_Directions for this task_:
Rewrite the entries below, changing every "SVG path data" to "vector path data" and keeping everything else the same.

_Material for this task_:
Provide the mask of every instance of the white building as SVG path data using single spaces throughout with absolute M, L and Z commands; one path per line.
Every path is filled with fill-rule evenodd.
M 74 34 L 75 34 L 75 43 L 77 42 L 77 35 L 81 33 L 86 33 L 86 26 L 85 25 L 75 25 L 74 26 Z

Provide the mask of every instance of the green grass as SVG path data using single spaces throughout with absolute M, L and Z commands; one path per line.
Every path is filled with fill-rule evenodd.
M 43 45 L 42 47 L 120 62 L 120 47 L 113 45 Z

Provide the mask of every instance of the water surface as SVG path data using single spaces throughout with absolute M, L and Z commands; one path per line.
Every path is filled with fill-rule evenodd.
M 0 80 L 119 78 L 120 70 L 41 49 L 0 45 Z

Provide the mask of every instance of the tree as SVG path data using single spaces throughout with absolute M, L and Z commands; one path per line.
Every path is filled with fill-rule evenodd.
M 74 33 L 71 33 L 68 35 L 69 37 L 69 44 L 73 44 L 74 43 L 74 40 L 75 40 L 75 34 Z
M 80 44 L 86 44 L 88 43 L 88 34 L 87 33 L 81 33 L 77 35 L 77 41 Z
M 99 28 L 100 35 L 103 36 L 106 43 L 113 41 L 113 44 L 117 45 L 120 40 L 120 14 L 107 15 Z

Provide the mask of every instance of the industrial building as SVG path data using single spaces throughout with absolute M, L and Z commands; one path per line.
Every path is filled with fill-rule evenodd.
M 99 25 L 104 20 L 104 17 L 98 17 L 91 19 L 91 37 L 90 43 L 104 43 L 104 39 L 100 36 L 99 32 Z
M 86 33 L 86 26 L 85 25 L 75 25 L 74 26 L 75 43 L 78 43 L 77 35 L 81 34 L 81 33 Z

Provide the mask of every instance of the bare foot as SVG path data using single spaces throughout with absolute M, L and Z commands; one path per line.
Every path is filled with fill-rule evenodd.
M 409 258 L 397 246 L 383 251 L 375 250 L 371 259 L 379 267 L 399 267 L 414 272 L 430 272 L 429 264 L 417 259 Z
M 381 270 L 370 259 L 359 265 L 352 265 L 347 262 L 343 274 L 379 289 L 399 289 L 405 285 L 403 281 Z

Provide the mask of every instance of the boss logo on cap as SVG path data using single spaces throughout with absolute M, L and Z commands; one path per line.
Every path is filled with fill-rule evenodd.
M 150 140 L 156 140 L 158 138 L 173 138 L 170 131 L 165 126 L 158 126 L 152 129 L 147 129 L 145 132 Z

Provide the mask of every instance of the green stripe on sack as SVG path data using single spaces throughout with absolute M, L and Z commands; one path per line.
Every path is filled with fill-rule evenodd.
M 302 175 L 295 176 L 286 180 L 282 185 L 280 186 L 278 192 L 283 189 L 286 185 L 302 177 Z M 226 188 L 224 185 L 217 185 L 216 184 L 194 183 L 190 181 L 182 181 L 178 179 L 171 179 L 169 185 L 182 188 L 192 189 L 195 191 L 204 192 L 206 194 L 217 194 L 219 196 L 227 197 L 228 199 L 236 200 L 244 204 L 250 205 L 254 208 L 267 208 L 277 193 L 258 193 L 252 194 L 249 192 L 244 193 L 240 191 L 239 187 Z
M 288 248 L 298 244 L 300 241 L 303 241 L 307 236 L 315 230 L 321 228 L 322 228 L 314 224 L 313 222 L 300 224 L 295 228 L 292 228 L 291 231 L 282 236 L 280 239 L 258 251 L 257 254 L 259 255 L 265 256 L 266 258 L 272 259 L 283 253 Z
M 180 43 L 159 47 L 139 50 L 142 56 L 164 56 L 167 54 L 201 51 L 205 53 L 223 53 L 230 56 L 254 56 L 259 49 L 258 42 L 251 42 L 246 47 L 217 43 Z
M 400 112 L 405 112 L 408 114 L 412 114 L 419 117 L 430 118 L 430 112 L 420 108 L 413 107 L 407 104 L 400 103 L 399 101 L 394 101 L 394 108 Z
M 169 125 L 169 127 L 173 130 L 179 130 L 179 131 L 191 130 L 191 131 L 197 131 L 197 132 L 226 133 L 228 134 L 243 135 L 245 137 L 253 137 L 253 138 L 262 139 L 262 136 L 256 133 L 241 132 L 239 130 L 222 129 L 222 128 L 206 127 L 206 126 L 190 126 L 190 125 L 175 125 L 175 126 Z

_Reply to the exercise_:
Provide the mask of every instance of the white building as vector path data using single spaces throughout with absolute M, L and Z commands; one path per line.
Every path is filled with fill-rule evenodd.
M 74 34 L 75 34 L 75 43 L 77 42 L 77 35 L 81 33 L 86 33 L 86 26 L 85 25 L 75 25 L 74 26 Z

Provide the mask of every instance of the green grass as vector path data using single spaces throughout with absolute M, L and Z commands; one path per line.
Every path is filled with fill-rule evenodd.
M 43 45 L 42 47 L 120 62 L 120 47 L 113 45 Z

Provide the mask of every instance of the water surface as vector path data using single spaces throughout with absolute M, L and Z commands; one path per line.
Every path is filled with fill-rule evenodd.
M 0 80 L 119 78 L 120 70 L 41 49 L 0 45 Z

Provide the mask of every instance of the tree as vector path data using single spaces throughout with absolute M, L and Z commands; one path per line.
Every path is filled with fill-rule evenodd.
M 74 33 L 71 33 L 68 35 L 69 37 L 69 44 L 73 44 L 74 43 L 74 40 L 75 40 L 75 34 Z
M 80 44 L 86 44 L 88 43 L 88 34 L 87 33 L 81 33 L 77 35 L 77 41 Z
M 99 28 L 100 35 L 103 36 L 106 43 L 113 41 L 113 44 L 117 45 L 120 40 L 120 14 L 107 15 Z

Provide the mask of every instance of the industrial building as vector path data using single spaces throughout with absolute M, L and Z commands; one path per line.
Every path is filled with fill-rule evenodd.
M 99 25 L 104 20 L 104 17 L 98 17 L 91 19 L 91 37 L 90 43 L 104 43 L 104 39 L 100 36 L 99 32 Z
M 86 33 L 86 26 L 85 25 L 75 25 L 74 26 L 75 43 L 78 43 L 77 35 L 81 34 L 81 33 Z

Provide the mask of every instance of the bare foot as vector path data using single spaces throughout with absolute M, L and Z commands; one path per line.
Every path is filled with fill-rule evenodd.
M 409 258 L 397 246 L 383 251 L 375 250 L 371 259 L 379 267 L 399 267 L 414 272 L 430 272 L 429 264 L 417 259 Z
M 381 270 L 370 259 L 359 265 L 352 265 L 347 262 L 343 274 L 379 289 L 399 289 L 405 285 L 403 281 Z

Provide the mask of every instance of the boss logo on cap as vector path data using single spaces throughout with absolute M, L and Z commands; one path per line.
Every path is filled with fill-rule evenodd.
M 150 140 L 156 140 L 158 138 L 173 138 L 170 131 L 165 126 L 158 126 L 152 129 L 147 129 L 145 132 Z

Provide the mask of every instance of the green stripe on sack as vector path data using single spaces throughout with absolute M, L and Z commands; one path per line.
Every path is filled with fill-rule evenodd.
M 302 175 L 295 176 L 286 180 L 282 185 L 280 186 L 278 192 L 283 189 L 286 185 L 302 177 Z M 226 188 L 224 185 L 217 185 L 216 184 L 194 183 L 190 181 L 182 181 L 178 179 L 171 179 L 169 185 L 182 188 L 192 189 L 195 191 L 204 192 L 206 194 L 217 194 L 219 196 L 227 197 L 228 199 L 236 200 L 244 204 L 250 205 L 254 208 L 267 208 L 277 193 L 258 193 L 252 194 L 249 192 L 244 193 L 240 191 L 239 187 Z
M 288 248 L 298 244 L 300 241 L 303 241 L 307 236 L 315 230 L 321 228 L 322 228 L 314 224 L 313 222 L 300 224 L 295 228 L 292 228 L 291 231 L 282 236 L 280 239 L 258 251 L 257 254 L 259 255 L 265 256 L 266 258 L 272 259 L 283 253 Z
M 180 43 L 159 47 L 139 50 L 142 56 L 164 56 L 167 54 L 201 51 L 205 53 L 223 53 L 230 56 L 254 56 L 259 49 L 258 42 L 251 42 L 246 47 L 217 43 Z
M 400 112 L 405 112 L 408 114 L 412 114 L 419 117 L 430 118 L 430 112 L 420 108 L 413 107 L 407 104 L 400 103 L 399 101 L 394 101 L 394 108 Z
M 169 125 L 169 127 L 173 130 L 179 130 L 179 131 L 191 130 L 191 131 L 197 131 L 197 132 L 226 133 L 228 134 L 243 135 L 245 137 L 253 137 L 253 138 L 262 139 L 262 136 L 256 133 L 241 132 L 239 130 L 222 129 L 222 128 L 206 127 L 206 126 L 190 126 L 190 125 L 175 125 L 175 126 Z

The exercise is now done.